Directions for this task: Copy out every one of the entries below word for word, changing nothing.

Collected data
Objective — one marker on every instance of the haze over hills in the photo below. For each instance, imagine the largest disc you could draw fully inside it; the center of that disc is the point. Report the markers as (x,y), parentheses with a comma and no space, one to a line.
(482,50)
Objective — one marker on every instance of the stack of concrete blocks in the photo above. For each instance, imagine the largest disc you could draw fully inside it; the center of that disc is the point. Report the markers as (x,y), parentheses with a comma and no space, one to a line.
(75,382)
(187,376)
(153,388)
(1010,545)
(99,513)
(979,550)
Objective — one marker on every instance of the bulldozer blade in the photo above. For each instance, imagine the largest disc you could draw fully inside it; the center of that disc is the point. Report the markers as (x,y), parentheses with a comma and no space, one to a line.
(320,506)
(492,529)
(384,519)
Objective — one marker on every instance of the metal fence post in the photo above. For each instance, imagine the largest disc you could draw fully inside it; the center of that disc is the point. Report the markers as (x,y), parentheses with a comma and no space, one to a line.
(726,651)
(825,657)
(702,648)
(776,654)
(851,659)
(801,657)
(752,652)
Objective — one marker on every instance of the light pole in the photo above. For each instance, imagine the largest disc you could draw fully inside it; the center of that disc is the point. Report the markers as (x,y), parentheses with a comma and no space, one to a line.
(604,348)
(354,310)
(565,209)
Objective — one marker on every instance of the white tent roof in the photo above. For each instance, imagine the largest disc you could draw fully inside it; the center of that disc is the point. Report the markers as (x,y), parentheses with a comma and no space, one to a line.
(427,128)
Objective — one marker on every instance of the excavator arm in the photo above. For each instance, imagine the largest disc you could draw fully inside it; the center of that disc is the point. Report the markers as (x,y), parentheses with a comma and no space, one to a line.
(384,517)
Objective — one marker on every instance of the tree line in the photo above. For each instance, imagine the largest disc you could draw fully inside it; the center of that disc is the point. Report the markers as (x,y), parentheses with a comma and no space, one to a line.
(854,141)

Solution for this task:
Objective — one marker on every instance of the haze over hills in the photo below. For each instance, imagine the largest disc you could draw fully inside it; the center of that disc is the point. Report the markers as (x,y), parentheses with a comma and no space, one to a line.
(482,50)
Objective — one marker on every instance of the stack of concrete blocks in the photo above. For each instance, imagine the largest disc you could draw fully inside it; the center of that disc is the point. Report the markers as (x,y), parentheses with a comma and no space, one to a line.
(75,382)
(187,376)
(153,388)
(1010,545)
(99,513)
(979,550)
Objective — one marker on every instance of the bulldozer blade in the photo above. For each instance, imagine the largest disc you could draw fully inside it; the center of that disc is the point. Report the markers as (x,y), parentheses with a comma and no space, one to a line.
(320,506)
(492,529)
(384,519)
Objective — one marker on every instance of the metal fence post in the photo above. For each instance, imagine the largest disc you could draw fully inside it; the center of that disc is the point. Report the markers as (x,y), parentheses with a comma and no space, one to a line.
(726,651)
(825,657)
(702,648)
(776,654)
(851,659)
(801,657)
(752,652)
Objective — one marker on every instance of the light pole in the photo above. For each instance, imagine the largest disc you could draw fully inside it; the center of that disc is the point. Report the markers as (x,y), parentheses with a comma and no space, one to a line.
(604,348)
(354,310)
(565,209)
Objective — one marker on every instance of the white tent roof in the photo above. For each instance, imagine the largest disc you could draw fully inside it; the center of that disc is the point. Report the markers as (x,y), parentheses with a comma and no space, one to a line.
(427,128)
Objective — one marker on every instance of the excavator arm in the photo above. For each instance, imagine the largest disc you could draw fully inside it; the center of that disc is the point. Report the markers as (x,y), parentheses with a comma and no space, one to a line.
(384,517)
Objective — one marker on every instance of the tree line in the photo above. For each instance, imagine the largest disc you could draw fully inside it; the center of that disc is the point. Report the markers as (x,y), parentheses with a comma and no space, one to a line.
(854,141)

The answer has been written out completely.